• _Written tasks_
1. Answer these questions using the passage on Citi's four-phase market cycle, one answer per line, marked the same way.
(a) In what month and year did the current equity bull market begin?
(b) Which asset classes perform best in the bear phase?
(c) How many months did phase one of the credit market last in 1991-92?
2. Resume the passage on Citi's four-phase market cycle, picking up right after its final sentence.

• _Page excerpt_
····················

In a report this month, Citigroup Global Markets' equity research said that the global equity bull market that began in March 2003 is maturing, but not finished yet. We are now into the third phase of a four-phase market cycle, according to Citi.

The first phase is when the economy is emerging from a recession. It follows the bottom of the credit bear market. Spreads fall sharply as companies repair their balance sheets, often through deeply discounted share issues. This, along with continued pressure on profits, keeps equity prices falling. Phase two begins as profitability turns and equity prices start to rally. Credit spreads fall even further as corporate cashflows rise strongly. This is an immature equity bull market. In the current cycle, this phase began in March 2003.

The third phase is when the credit bull market comes to an end. Spreads start to rise as investor appetite for leverage wanes. The equity market decouples from credit and continues to rise. "We think that the market is entering this phase now. This is the mature equity bull market," says Citi.

And after that, the market enters the bear phase, when equity and credit prices are falling together. This is usually associated with falling profits and worsening balance sheets. Insolvencies plague the credit market, and profit warnings plague the equity market. At this stage of the market, a defensive strategy is most appropriate - cash and government bonds are the best-performing asset classes.

Citi tries to identify the four phases in the last 20 years' market cycles. It found that the different phases are not equal in length. For credit market, phase one tends to be fast and furious. It lasted 18 months in 1991-92 and just five months in 2002-03. But the returns are significant - spreads collapsed by 29 basis points (bp) per month in 1991-92 and 50 bp per month in 2001-03.

····················

[Point annotations for photos]
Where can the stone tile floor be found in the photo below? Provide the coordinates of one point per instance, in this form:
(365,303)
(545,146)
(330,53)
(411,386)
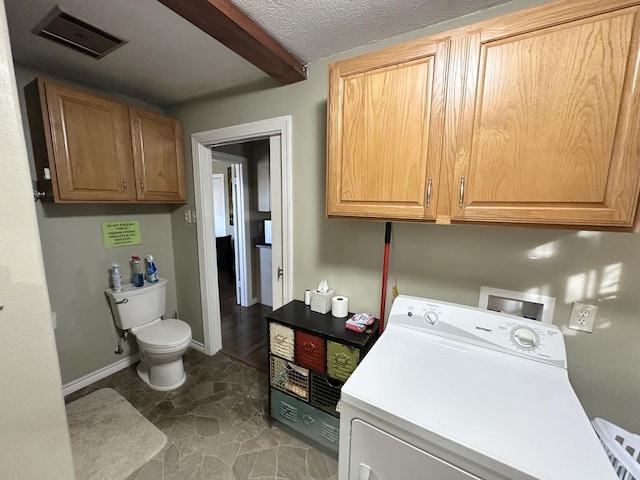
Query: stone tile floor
(216,426)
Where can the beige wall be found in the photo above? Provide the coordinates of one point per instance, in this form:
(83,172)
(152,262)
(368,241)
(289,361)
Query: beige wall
(444,262)
(34,440)
(77,268)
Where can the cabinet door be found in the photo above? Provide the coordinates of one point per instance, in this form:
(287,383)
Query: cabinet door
(385,124)
(550,119)
(91,146)
(158,159)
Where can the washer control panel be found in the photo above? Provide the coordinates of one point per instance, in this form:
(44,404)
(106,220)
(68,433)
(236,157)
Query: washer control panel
(498,331)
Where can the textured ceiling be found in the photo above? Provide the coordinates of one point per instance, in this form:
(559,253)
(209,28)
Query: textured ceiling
(167,60)
(314,29)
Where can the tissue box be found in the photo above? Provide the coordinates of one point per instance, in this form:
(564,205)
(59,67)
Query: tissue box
(321,302)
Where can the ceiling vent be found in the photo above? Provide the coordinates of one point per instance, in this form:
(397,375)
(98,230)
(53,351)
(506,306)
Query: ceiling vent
(68,30)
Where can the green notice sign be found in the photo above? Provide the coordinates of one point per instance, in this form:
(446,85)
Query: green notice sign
(120,234)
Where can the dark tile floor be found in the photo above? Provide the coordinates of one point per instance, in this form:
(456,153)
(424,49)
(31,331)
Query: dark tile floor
(217,427)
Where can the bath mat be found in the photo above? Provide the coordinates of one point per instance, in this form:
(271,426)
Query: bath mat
(110,439)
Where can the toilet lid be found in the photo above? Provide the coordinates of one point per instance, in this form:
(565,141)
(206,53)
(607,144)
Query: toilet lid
(165,334)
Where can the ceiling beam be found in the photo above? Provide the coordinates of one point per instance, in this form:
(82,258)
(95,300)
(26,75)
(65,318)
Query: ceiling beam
(225,22)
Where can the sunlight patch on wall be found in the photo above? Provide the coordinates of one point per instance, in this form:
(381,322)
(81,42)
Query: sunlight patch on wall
(541,290)
(593,284)
(547,250)
(610,282)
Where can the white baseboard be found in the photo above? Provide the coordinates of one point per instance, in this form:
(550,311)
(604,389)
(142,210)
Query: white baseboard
(98,375)
(197,346)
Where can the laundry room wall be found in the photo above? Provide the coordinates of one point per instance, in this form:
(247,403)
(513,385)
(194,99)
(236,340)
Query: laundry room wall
(449,263)
(34,442)
(77,265)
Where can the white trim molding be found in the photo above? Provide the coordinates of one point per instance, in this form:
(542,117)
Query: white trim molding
(197,346)
(93,377)
(202,171)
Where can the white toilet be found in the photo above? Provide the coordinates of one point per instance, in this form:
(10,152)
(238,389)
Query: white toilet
(161,343)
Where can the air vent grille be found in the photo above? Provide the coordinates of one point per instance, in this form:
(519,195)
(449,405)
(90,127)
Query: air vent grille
(74,33)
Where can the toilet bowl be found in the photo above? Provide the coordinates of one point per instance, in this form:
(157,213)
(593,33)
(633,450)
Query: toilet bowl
(161,343)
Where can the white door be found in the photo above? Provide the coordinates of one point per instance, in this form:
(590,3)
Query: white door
(219,205)
(241,225)
(275,163)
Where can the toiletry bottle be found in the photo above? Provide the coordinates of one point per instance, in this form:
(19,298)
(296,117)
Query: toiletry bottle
(152,271)
(116,278)
(137,278)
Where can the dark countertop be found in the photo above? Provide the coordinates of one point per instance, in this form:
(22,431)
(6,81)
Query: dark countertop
(297,314)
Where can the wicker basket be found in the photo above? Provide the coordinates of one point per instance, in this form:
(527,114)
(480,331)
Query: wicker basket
(622,447)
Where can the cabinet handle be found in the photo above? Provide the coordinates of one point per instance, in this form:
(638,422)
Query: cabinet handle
(341,359)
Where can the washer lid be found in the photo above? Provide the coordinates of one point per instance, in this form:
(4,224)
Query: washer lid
(164,334)
(515,416)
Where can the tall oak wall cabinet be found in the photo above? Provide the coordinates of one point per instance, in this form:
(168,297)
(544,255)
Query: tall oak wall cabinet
(530,118)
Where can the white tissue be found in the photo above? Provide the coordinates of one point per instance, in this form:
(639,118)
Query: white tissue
(323,287)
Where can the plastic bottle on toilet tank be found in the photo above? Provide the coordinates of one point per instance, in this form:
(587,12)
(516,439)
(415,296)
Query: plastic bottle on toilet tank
(137,278)
(152,271)
(116,277)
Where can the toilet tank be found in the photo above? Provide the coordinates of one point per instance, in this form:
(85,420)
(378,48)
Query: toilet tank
(135,306)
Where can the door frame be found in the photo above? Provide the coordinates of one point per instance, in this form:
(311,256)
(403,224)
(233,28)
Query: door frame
(242,256)
(202,171)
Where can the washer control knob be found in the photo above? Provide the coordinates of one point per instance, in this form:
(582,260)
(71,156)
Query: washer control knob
(431,317)
(525,338)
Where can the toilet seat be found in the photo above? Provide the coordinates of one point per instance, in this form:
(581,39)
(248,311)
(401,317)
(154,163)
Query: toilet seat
(164,334)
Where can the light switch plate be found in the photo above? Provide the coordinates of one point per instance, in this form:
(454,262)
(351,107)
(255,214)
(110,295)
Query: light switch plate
(582,317)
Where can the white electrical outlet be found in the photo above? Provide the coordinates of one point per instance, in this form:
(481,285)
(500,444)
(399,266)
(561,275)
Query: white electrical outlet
(582,317)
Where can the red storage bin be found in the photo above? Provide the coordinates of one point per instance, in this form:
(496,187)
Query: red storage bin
(310,352)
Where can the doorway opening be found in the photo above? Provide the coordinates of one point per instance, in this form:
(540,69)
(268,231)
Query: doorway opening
(277,132)
(242,211)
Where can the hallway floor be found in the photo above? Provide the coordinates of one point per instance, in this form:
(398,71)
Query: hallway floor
(216,426)
(244,329)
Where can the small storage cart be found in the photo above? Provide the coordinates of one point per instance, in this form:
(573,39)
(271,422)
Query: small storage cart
(310,357)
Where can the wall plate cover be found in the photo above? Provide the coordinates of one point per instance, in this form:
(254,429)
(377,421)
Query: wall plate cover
(582,317)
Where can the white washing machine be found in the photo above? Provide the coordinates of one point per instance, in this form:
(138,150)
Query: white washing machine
(451,392)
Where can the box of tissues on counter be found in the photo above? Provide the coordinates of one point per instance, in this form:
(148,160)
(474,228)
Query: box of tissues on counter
(321,298)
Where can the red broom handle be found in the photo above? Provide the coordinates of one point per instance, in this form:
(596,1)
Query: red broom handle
(385,272)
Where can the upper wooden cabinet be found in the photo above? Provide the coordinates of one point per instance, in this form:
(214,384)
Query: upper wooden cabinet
(157,154)
(386,119)
(84,151)
(542,122)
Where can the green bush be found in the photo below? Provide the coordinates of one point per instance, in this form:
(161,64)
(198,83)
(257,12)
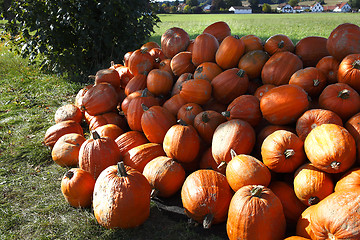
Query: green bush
(79,37)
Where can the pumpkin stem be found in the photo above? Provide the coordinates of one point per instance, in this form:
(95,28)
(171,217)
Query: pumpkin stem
(289,153)
(95,135)
(356,64)
(208,221)
(121,169)
(241,73)
(205,117)
(344,94)
(281,44)
(69,174)
(313,200)
(257,191)
(316,82)
(226,114)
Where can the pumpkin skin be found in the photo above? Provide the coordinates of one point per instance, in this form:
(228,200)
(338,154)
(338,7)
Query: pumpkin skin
(252,63)
(173,41)
(284,104)
(77,187)
(204,50)
(182,143)
(234,134)
(66,150)
(97,153)
(311,49)
(331,148)
(121,198)
(206,194)
(278,43)
(349,71)
(341,99)
(57,130)
(244,170)
(282,151)
(255,207)
(280,67)
(329,66)
(165,175)
(219,30)
(229,84)
(229,52)
(337,216)
(344,40)
(313,118)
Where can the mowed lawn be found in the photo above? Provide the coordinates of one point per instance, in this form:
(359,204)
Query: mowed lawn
(31,203)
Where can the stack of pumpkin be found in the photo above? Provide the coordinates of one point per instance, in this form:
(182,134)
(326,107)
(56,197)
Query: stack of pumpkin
(264,136)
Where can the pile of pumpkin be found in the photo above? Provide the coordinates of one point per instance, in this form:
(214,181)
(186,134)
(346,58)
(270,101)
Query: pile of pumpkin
(262,136)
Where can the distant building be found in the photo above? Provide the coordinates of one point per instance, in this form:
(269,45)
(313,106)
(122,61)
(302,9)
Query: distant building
(240,10)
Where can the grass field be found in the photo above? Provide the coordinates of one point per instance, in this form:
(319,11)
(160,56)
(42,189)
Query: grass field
(31,203)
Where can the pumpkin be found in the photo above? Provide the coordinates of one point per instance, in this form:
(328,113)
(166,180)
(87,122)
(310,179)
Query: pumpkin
(159,82)
(77,187)
(173,41)
(98,153)
(279,43)
(245,107)
(341,99)
(68,112)
(234,134)
(207,71)
(129,140)
(66,150)
(219,30)
(204,50)
(311,79)
(101,98)
(155,122)
(329,66)
(313,118)
(344,40)
(182,143)
(284,104)
(229,52)
(337,216)
(244,170)
(311,49)
(206,122)
(56,131)
(282,151)
(229,84)
(252,63)
(206,196)
(165,176)
(182,63)
(252,43)
(280,67)
(255,207)
(121,197)
(349,71)
(331,148)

····················

• _Outputs in order_
1.
(a) March 2003
(b) Cash and government bonds
(c) 18 months

2.
Phase two tends to be longer. It lasted five years in the mid-1990s and just over four years in the early 2000s. Spreads fell by a more leisurely 3 bp a month in 1992-93 and 10bp a month in 2001-03.

The credit bear market begins in phase three. Spreads rose by around 300 bp in 1988 and 1997-00. This time round, they have already risen by 120 bp since spreads bottomed on June 12, 2007.

Spreads keep rising in phase four as defaults increase and corporate profits fall. This tends to be the most painful period for credit investors, notes Citi. It lasted 30 months back in 2000-02.

While the credit investor makes money in phases one and two, an equity investor makes money in phases two and three. In phase three in 1988-90, global equities rose by 38 percent despite a 317 bp increase in credit spreads. And in phase three in 1997-2000, equities rose by 57 per cent despite a 282 bp increase in credit spreads.

While equities perform well in phases two and three, phase two - the immature bull - lasts longer and is less volatile.

For example, the US Vix measure of implied volatility has averaged 15 in phase two and 22 in phase three. This is a key difference between a mature bull and an immature bull. "The returns may be as good, but the quality of those returns is worse," says Citi. "Sharpe ratios and risk-adjusted returns deteriorate." As for now, the Vix is 16 - having peaked at 30 in July. "But we would expect the overall trend to be rising as the mature bull market develops."

This suggests that while it is still right to be overweigh equities in phase three, the overweight should not be as great as during phase two. And a leveraged strategy is less appropriate as volatility rises.

Among the sectors, Citi's analysis showed that travel and leisure, retail, media and industrial goods and services performed well in phase three of the last two cycles. Banks underperformed during this phase as credit spreads rose.

Meanwhile, the mature bull phases are also when major bubbles develop. In 1990, Japan rose to a 60 times trailing earnings multiple and accounted for 50 per cent of total global market cap. It now accounts for only 10 per cent. In 2000, technology, media and telecoms (TMT) also rose to 60 times PE and accounted for 40 per cent of global market cap. It now makes up 20 per cent of global market cap.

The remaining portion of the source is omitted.